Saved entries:

# # # # # # #

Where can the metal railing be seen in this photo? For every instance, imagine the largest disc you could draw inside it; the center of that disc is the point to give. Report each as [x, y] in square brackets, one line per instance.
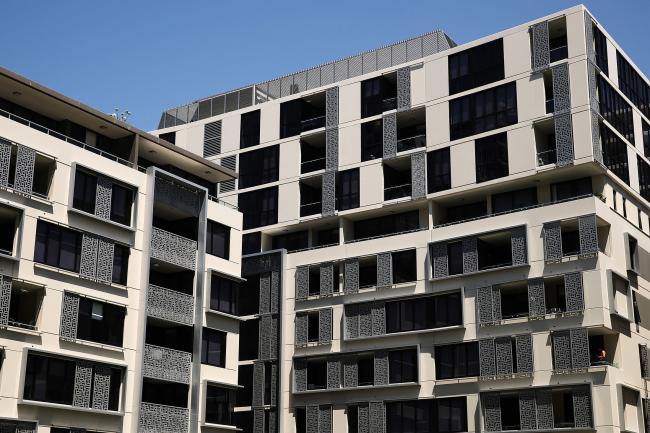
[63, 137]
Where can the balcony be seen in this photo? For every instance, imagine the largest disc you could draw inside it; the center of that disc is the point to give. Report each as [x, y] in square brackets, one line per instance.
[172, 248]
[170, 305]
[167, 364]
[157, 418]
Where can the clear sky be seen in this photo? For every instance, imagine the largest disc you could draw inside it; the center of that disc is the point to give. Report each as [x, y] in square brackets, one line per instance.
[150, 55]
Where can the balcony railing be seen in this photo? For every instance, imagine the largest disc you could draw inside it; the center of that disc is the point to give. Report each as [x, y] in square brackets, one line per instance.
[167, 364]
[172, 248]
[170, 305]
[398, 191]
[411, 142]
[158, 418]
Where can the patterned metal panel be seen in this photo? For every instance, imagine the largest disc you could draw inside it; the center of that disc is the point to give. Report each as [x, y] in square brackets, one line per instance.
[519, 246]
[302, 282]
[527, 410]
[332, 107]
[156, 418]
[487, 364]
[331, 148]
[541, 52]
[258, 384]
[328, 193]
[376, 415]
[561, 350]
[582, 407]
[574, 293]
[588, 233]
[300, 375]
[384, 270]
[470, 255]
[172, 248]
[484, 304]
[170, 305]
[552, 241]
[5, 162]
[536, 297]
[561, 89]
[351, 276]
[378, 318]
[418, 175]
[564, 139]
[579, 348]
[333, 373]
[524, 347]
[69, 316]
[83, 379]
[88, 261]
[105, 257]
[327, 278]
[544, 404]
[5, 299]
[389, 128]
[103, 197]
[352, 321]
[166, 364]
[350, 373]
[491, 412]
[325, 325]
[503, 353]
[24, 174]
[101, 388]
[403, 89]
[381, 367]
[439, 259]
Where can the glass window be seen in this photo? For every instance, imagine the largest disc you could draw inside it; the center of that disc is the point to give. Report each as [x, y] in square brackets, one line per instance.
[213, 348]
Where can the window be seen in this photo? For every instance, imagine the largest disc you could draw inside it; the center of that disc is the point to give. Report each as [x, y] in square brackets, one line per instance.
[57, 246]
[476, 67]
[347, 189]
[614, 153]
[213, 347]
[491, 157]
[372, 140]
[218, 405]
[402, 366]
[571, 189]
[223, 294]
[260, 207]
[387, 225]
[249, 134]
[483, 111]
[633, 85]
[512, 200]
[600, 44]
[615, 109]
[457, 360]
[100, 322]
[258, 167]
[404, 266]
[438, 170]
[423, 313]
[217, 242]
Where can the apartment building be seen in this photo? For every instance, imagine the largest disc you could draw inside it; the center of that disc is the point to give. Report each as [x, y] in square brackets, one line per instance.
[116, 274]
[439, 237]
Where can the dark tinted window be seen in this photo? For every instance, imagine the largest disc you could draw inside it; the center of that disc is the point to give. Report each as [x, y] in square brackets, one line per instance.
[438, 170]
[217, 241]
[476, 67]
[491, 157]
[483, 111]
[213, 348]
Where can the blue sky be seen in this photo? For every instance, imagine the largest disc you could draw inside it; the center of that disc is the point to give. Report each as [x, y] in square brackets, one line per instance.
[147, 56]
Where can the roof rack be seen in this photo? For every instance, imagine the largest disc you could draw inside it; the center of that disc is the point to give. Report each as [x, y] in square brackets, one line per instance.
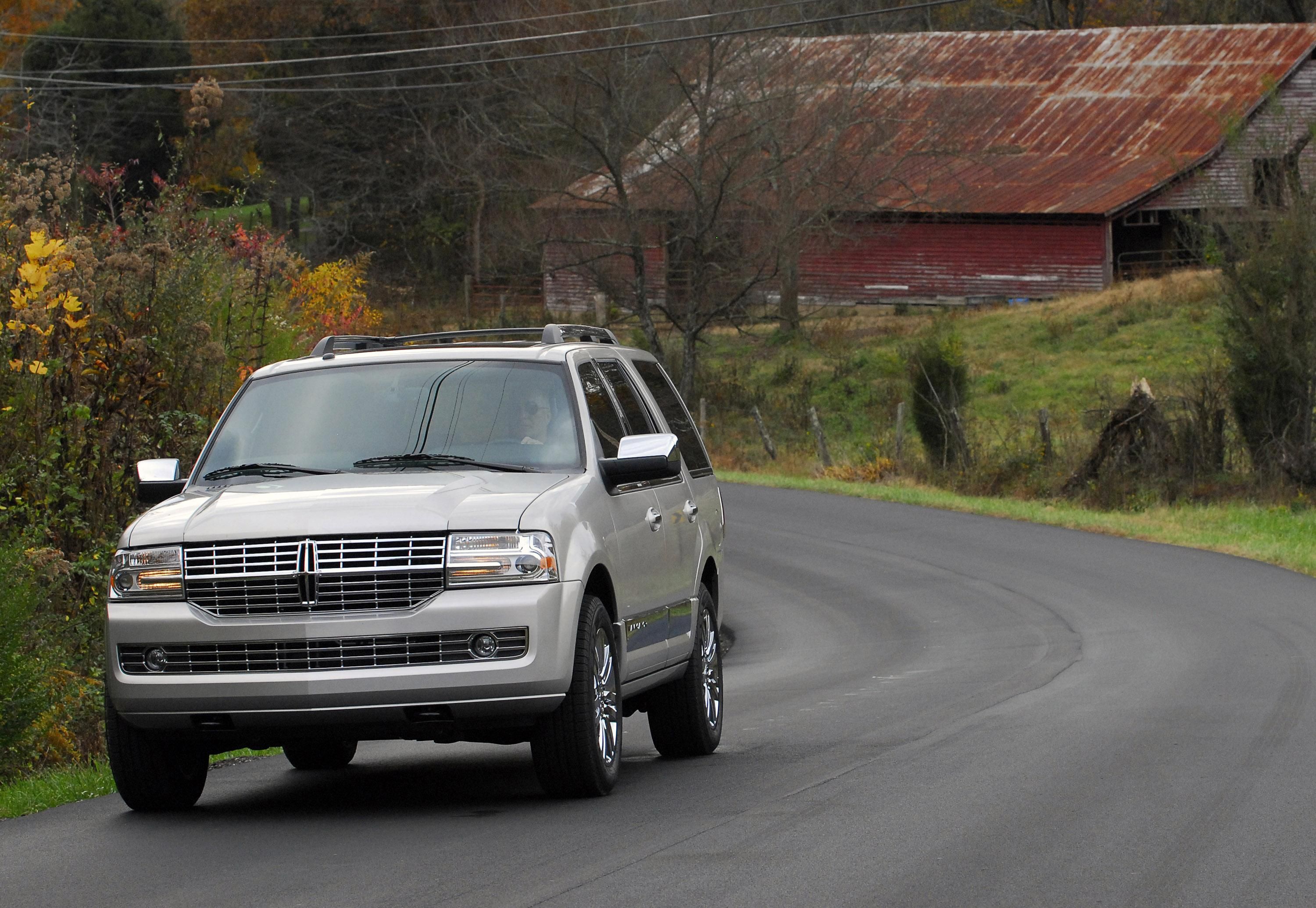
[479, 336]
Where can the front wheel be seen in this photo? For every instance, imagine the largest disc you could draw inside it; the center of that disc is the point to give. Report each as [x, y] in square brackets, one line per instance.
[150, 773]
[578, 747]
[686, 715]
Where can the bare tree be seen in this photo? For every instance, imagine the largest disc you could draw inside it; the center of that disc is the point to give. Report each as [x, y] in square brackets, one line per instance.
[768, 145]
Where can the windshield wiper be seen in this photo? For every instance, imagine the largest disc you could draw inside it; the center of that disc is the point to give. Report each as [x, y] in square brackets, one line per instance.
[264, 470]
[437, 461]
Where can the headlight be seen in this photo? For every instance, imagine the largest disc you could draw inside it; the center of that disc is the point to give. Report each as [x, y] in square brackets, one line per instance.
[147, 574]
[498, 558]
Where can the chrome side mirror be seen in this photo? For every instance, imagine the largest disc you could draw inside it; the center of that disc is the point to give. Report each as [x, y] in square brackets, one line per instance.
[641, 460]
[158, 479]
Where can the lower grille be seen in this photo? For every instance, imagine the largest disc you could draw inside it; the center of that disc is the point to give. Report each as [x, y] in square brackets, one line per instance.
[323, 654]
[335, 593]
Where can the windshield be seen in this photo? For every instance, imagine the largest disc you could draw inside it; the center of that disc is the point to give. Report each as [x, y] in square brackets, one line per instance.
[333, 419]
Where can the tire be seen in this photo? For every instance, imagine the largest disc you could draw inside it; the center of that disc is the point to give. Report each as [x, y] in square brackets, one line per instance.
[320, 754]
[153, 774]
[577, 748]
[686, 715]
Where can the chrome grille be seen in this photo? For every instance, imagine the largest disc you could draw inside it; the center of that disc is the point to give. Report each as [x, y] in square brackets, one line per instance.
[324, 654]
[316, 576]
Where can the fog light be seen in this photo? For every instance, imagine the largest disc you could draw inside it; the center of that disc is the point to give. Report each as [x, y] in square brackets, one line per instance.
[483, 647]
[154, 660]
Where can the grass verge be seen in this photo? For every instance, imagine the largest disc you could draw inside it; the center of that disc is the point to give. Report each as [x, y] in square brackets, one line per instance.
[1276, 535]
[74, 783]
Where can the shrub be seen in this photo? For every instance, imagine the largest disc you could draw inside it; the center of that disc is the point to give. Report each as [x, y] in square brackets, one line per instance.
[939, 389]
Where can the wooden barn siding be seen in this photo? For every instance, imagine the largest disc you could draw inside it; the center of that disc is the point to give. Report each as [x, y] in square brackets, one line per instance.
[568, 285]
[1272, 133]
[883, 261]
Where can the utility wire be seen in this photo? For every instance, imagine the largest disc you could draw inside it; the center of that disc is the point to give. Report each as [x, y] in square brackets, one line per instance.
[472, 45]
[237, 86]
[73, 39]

# # # # # # #

TASK: Keep the pictures out of the copy and write out the data exactly as it stands.

RESPONSE BELOW:
Where can the metal railing be seen in this photo? For every instance, imagine the largest disc you could draw inside it; the center of that disc is the point to give. Report each as [x, y] in square brackets, one line per instance.
[63, 137]
Where can the balcony be seen in this photo? For every instance, imagine the largest disc you could draw inside it; the center of that disc is the point to give. Report each as [x, y] in square brackets, one line per instance.
[172, 248]
[170, 305]
[167, 364]
[157, 418]
Where can the clear sky be seen in this photo? For every instance, imagine the largest disc you could draw inside it; the center of that disc is the point to give. Report each as [x, y] in square brackets, one line per instance.
[150, 55]
Where can the balcony railing be seen in this photo? For every instance, imagine the largest disc you could draw inside it; the center of that disc is the point to give. Report each as [x, y] in square brackets, one line per instance.
[167, 364]
[172, 248]
[170, 305]
[398, 191]
[411, 142]
[158, 418]
Where can the patterned metal panel be seen in this photo? For every instance, imagine the largest disc you could draw inside it; the center of that disc is the point to give. Report each as [x, y] in square brackets, one line per instance.
[519, 246]
[302, 282]
[527, 410]
[332, 107]
[156, 418]
[487, 364]
[331, 148]
[541, 52]
[258, 384]
[328, 193]
[376, 415]
[561, 350]
[582, 407]
[574, 293]
[588, 233]
[300, 375]
[384, 270]
[470, 255]
[172, 248]
[484, 304]
[170, 305]
[552, 241]
[5, 162]
[536, 297]
[561, 89]
[351, 276]
[378, 318]
[418, 175]
[564, 139]
[579, 348]
[333, 373]
[524, 347]
[69, 316]
[83, 379]
[88, 261]
[105, 257]
[327, 278]
[544, 404]
[5, 299]
[389, 128]
[103, 197]
[352, 321]
[166, 364]
[350, 373]
[491, 412]
[325, 325]
[503, 353]
[24, 174]
[101, 388]
[403, 89]
[381, 367]
[439, 259]
Where can the glass window be seen in this photo? For every instance, imagine the largest disc you could draw inside it; the center of that disc is the point to give. Report each as [x, y] in square brackets, one line per instance.
[213, 348]
Where can the window be seen in this photo? For every instance, imagine the largest disc you could draw inside it; the center of that disc is the point to give. Report each as [x, y] in square brackets, one line per instance.
[57, 246]
[476, 67]
[347, 189]
[614, 153]
[213, 347]
[491, 157]
[372, 140]
[218, 405]
[402, 366]
[571, 189]
[223, 294]
[260, 207]
[387, 225]
[249, 134]
[483, 111]
[633, 85]
[512, 200]
[600, 44]
[615, 109]
[457, 360]
[100, 322]
[258, 167]
[404, 266]
[438, 170]
[423, 313]
[217, 242]
Where can the apartment building be seen in this photo? For every instance, imagine the largest disc you could draw inside it; the center of that disc is the point to give. Report each as [x, y] in square brackets, one line per instance.
[116, 274]
[439, 237]
Where can the dark tinted window be seen in this photo? For every instance, imagine the largest disc you could draw inside it; the center of that disc is the point to give. Report each as [x, y] in square brackets, one line per instance.
[438, 170]
[217, 241]
[476, 67]
[491, 157]
[483, 111]
[213, 348]
Where can the blue sky be seen in this photo? For every instance, imagine the largest disc you could draw inside it; the center of that disc is the point to give. Report each as [x, y] in square brackets, one line per instance.
[147, 56]
Where can the roof rack be seen in this photo? For every instance, imagine the largest disc you could draw inside it; the center of that disc is the point to give. Report each as [x, y] in square brackets, one line per instance.
[479, 336]
Where can the front wheel be seen in this photo? For every instance, imagine the largest disc you could draw inside it; the center of that disc is the point to give. Report each as [x, y] in square brackets, one line per instance.
[150, 773]
[578, 747]
[686, 715]
Where can the bare tree be seen in this photo? For every instance, imagine the largest disc you could draw inside it; the center of that disc is the point to give. Report each as [x, y] in square brackets, one line per instance.
[768, 145]
Where can the windshield wiper be seen in this photo? For every instance, imagine the largest disc you could draw inside it; the center of that disc is the point to give. Report each as [x, y] in square brackets, one line per instance.
[264, 470]
[437, 461]
Where can the headlight be seen in this photo? For every instance, imagine the largest disc you could draw inside it; the center of that disc is the point to give. Report each as [x, y] in square brackets, one line per instance.
[147, 574]
[498, 558]
Where can the chrome side mirror be seen in this photo? For every instance, imagine the largest disc you could draw inside it; the center of that disc is the point to give. Report each as [x, y] in square brackets, one line per instance.
[641, 460]
[158, 479]
Where can the lower grille be seen in this photo? For every instance, imagine the largest disc you could draw inside it; the center of that disc is the point to give. Report each as [x, y] in square brackets, one line per instance.
[323, 654]
[335, 593]
Where can the windshield be seen in this photo? For every instance, imagine the largest disc you could draw inside it; the center of that disc is the point to give. Report each as [x, y] in square brackets, one line per instance.
[333, 419]
Where can the tire be seen in this photo? For every instance, imagine the largest disc you could draw inside it; the center of that disc is the point to give. Report each as [x, y] in square brackets, one line per instance.
[320, 754]
[153, 774]
[577, 748]
[686, 715]
Where can the chrome grille be seen in this photo? For every instance, imagine the largest disc you could draw inside it; the center of that disc is the point to give. Report each as [x, y] in square brackets, one line per instance.
[324, 654]
[316, 576]
Where can the fog light be seen in this photo? For every instance, imagine the largest disc you could draw inside it; the center of that disc is the point to give. Report each as [x, y] in square brackets, one line per instance.
[483, 647]
[154, 660]
Where can the grass verge be seen in this photo? For every instance, imagine the largest disc you could draw inside it; the center of that disc is the point to give. Report each as [x, y] in square brackets, one line per instance.
[1276, 535]
[74, 783]
Where can the shrub be seen in this photo? For every instance, imagine the largest disc you could draw inside it; the center of that disc is the point to give. Report each as [x, y] in square brackets, one line per instance.
[939, 389]
Where can the wooden barn siding be seen in this photo? For every instance, imagine the largest disc you could draw inside it; the center of that disc is the point to give. Report each as [x, y] in square brackets, one line per instance.
[568, 285]
[1272, 133]
[883, 261]
Where can the utility wire be seen in this photo? For every instance, imagine the largest disc you could draw inside it; the center of that disc is the point to give. Report each as [x, y] in square brackets, one line per instance.
[472, 45]
[237, 86]
[73, 39]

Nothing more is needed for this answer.